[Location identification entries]
================

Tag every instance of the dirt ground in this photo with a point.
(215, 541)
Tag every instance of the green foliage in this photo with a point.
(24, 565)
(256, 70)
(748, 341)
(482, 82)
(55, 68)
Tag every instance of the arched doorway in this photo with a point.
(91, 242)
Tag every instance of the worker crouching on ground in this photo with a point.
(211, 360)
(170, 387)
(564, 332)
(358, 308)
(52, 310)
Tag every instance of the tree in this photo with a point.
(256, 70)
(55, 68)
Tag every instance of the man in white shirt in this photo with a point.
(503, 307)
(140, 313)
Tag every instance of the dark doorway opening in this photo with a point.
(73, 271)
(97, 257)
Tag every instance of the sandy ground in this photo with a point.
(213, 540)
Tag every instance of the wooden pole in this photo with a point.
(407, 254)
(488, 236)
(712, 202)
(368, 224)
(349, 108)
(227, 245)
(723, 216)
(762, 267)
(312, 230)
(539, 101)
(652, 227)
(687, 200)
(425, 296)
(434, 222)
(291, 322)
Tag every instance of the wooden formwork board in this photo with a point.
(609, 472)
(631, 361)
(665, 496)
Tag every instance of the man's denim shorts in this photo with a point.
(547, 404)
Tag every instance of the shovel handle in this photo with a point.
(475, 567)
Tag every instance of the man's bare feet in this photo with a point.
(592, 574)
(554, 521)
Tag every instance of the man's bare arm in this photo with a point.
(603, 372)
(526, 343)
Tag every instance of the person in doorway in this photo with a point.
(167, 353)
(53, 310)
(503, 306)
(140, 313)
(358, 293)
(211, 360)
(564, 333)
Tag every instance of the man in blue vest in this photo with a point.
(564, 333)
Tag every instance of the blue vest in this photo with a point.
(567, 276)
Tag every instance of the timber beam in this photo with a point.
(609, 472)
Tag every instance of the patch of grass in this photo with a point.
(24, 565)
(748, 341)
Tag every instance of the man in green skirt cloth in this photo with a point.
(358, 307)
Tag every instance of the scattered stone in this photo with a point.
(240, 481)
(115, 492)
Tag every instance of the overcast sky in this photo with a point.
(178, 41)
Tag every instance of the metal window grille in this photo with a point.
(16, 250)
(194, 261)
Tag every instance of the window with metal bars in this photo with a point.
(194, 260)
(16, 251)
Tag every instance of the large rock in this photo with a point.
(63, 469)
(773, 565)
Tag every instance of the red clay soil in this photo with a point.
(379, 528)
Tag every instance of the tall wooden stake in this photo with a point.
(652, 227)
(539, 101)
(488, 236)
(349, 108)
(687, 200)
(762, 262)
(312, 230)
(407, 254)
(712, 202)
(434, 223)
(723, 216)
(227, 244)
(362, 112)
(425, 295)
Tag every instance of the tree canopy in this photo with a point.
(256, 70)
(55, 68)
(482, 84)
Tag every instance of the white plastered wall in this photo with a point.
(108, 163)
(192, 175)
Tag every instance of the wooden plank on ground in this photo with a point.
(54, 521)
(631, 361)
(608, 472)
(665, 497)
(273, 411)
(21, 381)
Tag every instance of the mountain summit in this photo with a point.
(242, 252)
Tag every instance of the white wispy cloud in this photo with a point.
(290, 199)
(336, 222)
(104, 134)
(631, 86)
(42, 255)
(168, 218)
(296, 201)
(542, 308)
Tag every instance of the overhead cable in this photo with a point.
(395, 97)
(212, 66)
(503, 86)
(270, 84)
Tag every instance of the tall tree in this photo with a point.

================

▶ What the task requires: Copy out all of the data above word for word, keeping every line in its original order.

▶ Exercise answer:
Tag every instance of the dirt ground in this photo with a point.
(215, 541)
Tag every instance of the green foliage in this photo with a point.
(24, 565)
(256, 70)
(748, 341)
(482, 82)
(55, 68)
Tag every instance of the arched doorway in this photo with a point.
(91, 242)
Tag every instance of the worker crouching on ground in this photo with a point.
(211, 360)
(170, 387)
(564, 332)
(358, 308)
(52, 310)
Tag every instance of the tree in this photo with a point.
(256, 70)
(55, 68)
Tag every instance of the man in white shirt in this photo with a point.
(503, 307)
(140, 313)
Tag every instance of the dark doorway opening in this photo with a point.
(73, 271)
(97, 257)
Tag every instance of the sandy ground in this photo with a point.
(213, 540)
Tag every instance of the wooden pole in this photo with a point.
(407, 254)
(488, 236)
(712, 202)
(368, 224)
(349, 108)
(227, 245)
(723, 216)
(762, 267)
(312, 230)
(539, 101)
(652, 227)
(687, 200)
(425, 296)
(434, 222)
(291, 322)
Tag every instance of the wooden formwork board in this photo with a point.
(609, 472)
(631, 361)
(665, 496)
Tag every instance of the man's denim shorts in this photo with a point.
(547, 404)
Tag every instance of the shovel handle in this photo with a point.
(475, 567)
Tag every instance of the man's bare feet in this photo with a point.
(592, 574)
(554, 521)
Tag every instance of the man's bare arm in this photo with a point.
(603, 372)
(526, 343)
Tag every instance of the person in doorway in this photo with a point.
(167, 353)
(53, 310)
(503, 306)
(140, 313)
(358, 293)
(211, 360)
(564, 333)
Tag every instance of the man in blue vest in this photo with a point.
(564, 333)
Tag every instance of the blue vest in this photo with a point.
(567, 276)
Tag every instance of the timber beam in this photo with a point.
(609, 472)
Tag every instance of the patch of grass in this photo with a point.
(24, 565)
(748, 341)
Tag every instance of the man in green skirt cloth in this photo with a point.
(358, 307)
Tag every instance of the scattered stone in this photo with a point.
(240, 481)
(115, 492)
Tag every instance of the overcast sky in this photo with a point.
(178, 41)
Tag every instance of the metal window grille in this photo with a point.
(16, 250)
(194, 261)
Tag every instance of the window with metal bars in this photo with a point.
(194, 260)
(16, 251)
Tag every instance of the large rock in this photo with a point.
(63, 469)
(773, 565)
Tag every instance of the red clay soil in this photo with a point.
(379, 528)
Tag every instance of the tall wooden stake in this photo with a point.
(652, 227)
(539, 101)
(488, 236)
(349, 108)
(687, 200)
(762, 262)
(312, 230)
(407, 254)
(712, 202)
(434, 223)
(723, 216)
(227, 244)
(362, 112)
(425, 295)
Tag every instance of the tree canopy in this photo with a point.
(256, 70)
(55, 68)
(482, 84)
Tag every instance of the white plastered wall in this photo with a point.
(108, 163)
(192, 175)
Tag every instance of the wooden plank on ground in this photo with a point.
(54, 521)
(631, 361)
(608, 472)
(665, 497)
(273, 411)
(21, 381)
Tag every instance of the mountain summit in this photo with a point.
(242, 252)
Tag every instance of the white wispy cloud in this photo with a point.
(290, 199)
(336, 222)
(104, 134)
(631, 86)
(42, 255)
(168, 218)
(296, 201)
(542, 308)
Tag every instance of the overhead cable in this photo with a point.
(395, 97)
(212, 66)
(503, 86)
(270, 84)
Tag every instance of the tall tree in this photo with a point.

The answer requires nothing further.